- Task objective:
List every line below containing "surface".

++++ Material provided ++++

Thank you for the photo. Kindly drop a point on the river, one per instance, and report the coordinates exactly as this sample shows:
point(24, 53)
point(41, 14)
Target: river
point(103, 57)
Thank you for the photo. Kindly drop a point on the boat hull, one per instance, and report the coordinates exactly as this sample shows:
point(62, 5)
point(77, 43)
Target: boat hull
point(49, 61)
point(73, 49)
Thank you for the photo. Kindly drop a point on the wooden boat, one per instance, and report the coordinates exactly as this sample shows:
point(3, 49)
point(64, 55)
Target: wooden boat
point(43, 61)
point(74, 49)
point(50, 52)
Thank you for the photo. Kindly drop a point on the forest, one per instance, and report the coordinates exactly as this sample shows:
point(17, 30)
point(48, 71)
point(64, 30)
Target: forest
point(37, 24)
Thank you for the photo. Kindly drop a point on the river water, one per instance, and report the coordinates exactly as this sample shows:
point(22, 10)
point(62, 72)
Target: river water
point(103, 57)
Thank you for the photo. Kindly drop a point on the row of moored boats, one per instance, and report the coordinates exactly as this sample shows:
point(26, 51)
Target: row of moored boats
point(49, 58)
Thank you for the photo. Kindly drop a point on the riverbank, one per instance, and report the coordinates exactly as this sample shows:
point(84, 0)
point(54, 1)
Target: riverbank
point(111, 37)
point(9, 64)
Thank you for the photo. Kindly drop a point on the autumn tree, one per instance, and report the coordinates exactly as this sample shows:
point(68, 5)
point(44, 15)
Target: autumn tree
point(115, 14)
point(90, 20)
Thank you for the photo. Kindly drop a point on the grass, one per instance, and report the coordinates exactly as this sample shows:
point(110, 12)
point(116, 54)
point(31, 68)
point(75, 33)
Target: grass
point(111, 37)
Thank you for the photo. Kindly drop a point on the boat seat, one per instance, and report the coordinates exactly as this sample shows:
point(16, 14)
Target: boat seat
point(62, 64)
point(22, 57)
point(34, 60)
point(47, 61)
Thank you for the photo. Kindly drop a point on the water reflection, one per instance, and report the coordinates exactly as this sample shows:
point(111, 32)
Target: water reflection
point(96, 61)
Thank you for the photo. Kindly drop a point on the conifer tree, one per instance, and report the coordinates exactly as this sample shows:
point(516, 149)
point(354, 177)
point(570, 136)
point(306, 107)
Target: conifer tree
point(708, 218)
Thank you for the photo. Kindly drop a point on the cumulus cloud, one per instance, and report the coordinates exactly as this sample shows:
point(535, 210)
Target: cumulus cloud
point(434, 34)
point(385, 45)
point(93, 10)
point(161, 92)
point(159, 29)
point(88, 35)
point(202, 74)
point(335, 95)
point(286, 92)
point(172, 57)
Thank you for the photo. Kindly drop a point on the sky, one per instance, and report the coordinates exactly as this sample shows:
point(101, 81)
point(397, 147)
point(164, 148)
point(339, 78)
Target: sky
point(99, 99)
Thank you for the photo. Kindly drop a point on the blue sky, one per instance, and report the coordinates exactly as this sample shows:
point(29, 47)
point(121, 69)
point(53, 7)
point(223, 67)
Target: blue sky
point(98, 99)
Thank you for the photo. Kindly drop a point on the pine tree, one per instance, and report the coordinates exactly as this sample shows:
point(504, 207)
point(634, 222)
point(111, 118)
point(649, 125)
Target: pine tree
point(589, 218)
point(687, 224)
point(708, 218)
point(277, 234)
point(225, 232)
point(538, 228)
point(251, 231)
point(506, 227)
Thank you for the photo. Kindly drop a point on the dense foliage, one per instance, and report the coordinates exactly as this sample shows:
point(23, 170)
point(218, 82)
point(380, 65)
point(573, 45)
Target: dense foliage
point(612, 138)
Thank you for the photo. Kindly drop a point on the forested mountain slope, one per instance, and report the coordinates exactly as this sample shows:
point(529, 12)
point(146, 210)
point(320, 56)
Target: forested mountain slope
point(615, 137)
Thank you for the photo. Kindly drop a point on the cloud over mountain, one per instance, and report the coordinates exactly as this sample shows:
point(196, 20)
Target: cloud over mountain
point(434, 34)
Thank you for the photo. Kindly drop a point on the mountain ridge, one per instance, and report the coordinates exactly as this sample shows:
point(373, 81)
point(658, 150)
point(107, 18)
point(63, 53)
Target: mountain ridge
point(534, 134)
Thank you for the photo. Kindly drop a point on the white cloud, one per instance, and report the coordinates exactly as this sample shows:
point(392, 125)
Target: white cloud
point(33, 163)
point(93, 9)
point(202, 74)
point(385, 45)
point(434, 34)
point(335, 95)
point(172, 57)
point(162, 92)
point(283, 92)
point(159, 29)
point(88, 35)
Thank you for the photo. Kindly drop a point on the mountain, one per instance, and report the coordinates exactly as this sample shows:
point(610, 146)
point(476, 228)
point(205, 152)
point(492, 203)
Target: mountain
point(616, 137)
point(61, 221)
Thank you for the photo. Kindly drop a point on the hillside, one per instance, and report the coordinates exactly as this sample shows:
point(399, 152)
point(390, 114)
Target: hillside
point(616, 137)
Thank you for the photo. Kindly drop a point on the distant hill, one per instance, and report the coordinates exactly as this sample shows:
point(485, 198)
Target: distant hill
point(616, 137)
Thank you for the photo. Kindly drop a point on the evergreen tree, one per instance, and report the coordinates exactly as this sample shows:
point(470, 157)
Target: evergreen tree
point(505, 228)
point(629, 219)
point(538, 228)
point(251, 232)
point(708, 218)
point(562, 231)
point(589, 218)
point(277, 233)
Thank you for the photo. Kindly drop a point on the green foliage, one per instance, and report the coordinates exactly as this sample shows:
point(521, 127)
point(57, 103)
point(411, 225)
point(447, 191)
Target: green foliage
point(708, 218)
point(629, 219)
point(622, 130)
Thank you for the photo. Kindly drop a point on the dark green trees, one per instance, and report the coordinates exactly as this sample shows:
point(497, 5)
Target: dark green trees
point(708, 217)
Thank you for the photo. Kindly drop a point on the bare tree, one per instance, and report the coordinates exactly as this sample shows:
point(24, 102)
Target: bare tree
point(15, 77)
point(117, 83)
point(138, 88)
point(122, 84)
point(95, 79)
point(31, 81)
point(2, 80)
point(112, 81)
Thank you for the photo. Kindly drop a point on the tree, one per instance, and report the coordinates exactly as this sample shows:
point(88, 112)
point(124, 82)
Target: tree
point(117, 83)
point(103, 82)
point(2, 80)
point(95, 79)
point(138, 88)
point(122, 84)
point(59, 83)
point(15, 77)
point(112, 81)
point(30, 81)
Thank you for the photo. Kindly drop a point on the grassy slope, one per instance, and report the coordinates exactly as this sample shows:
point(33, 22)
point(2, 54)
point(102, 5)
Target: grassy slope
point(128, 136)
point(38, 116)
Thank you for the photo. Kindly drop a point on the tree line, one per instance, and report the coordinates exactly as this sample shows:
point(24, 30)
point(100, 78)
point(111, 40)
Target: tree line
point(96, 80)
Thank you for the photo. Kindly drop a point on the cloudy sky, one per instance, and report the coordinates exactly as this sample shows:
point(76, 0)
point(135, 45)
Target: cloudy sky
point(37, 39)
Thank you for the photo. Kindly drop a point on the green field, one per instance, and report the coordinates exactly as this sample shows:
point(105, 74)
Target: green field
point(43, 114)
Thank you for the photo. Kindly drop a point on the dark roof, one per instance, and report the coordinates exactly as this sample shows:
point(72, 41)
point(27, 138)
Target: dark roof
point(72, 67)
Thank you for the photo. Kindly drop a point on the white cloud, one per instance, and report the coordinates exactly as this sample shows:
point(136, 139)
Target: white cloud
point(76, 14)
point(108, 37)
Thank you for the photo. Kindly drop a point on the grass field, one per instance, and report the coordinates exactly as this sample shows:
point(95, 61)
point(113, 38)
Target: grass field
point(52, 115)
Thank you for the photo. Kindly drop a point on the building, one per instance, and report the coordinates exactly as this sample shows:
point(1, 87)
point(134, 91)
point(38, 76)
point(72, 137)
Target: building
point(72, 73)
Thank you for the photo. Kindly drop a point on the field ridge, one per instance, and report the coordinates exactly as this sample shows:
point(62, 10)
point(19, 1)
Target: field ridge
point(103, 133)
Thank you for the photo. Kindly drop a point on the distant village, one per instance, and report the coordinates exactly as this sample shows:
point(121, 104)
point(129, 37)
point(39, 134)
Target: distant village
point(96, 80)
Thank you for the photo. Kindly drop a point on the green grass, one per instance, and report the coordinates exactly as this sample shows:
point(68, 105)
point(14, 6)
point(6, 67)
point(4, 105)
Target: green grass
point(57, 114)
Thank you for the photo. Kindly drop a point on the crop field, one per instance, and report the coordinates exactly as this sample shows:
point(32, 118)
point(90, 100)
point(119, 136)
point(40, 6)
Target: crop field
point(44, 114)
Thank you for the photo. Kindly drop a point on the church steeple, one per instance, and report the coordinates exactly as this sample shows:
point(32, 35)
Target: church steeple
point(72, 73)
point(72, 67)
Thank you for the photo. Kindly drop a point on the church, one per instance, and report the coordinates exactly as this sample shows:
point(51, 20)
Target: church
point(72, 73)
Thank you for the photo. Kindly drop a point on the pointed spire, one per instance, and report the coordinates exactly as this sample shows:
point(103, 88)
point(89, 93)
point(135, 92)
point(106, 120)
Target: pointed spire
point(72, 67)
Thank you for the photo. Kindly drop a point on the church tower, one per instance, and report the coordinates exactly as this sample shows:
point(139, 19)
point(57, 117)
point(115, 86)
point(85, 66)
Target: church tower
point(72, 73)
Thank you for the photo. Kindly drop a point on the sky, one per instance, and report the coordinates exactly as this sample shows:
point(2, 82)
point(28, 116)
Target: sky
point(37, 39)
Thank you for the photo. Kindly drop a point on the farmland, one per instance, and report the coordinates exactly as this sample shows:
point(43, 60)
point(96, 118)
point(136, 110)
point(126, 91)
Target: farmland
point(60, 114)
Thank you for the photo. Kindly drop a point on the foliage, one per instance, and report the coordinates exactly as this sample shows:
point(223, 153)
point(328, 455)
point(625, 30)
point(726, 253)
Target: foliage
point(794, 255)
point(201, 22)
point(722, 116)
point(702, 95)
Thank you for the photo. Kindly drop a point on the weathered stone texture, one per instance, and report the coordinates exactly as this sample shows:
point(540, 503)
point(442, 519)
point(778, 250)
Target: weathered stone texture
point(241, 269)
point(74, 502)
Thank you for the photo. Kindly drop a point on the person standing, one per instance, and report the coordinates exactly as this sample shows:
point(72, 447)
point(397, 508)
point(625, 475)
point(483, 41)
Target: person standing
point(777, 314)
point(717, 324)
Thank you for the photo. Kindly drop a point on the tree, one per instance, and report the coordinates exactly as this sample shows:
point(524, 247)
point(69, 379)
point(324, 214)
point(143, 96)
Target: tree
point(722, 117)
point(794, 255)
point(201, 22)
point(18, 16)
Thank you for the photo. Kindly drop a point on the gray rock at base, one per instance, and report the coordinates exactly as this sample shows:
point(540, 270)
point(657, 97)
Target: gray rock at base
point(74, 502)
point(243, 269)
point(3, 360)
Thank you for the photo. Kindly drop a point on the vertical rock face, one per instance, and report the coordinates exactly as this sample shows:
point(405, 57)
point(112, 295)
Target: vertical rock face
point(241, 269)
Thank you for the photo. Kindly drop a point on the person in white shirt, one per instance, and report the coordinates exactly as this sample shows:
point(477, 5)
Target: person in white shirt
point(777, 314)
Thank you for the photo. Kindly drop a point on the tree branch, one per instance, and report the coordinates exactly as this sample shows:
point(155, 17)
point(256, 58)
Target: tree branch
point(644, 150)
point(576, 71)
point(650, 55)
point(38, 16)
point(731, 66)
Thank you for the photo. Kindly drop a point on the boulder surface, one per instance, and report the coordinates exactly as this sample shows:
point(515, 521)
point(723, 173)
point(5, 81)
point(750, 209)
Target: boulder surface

++++

- Task result:
Thank you for the photo. Kindly drop a point on the boulder surface, one per instance, and report the coordinates exactly as this sample shows:
Target: boulder surface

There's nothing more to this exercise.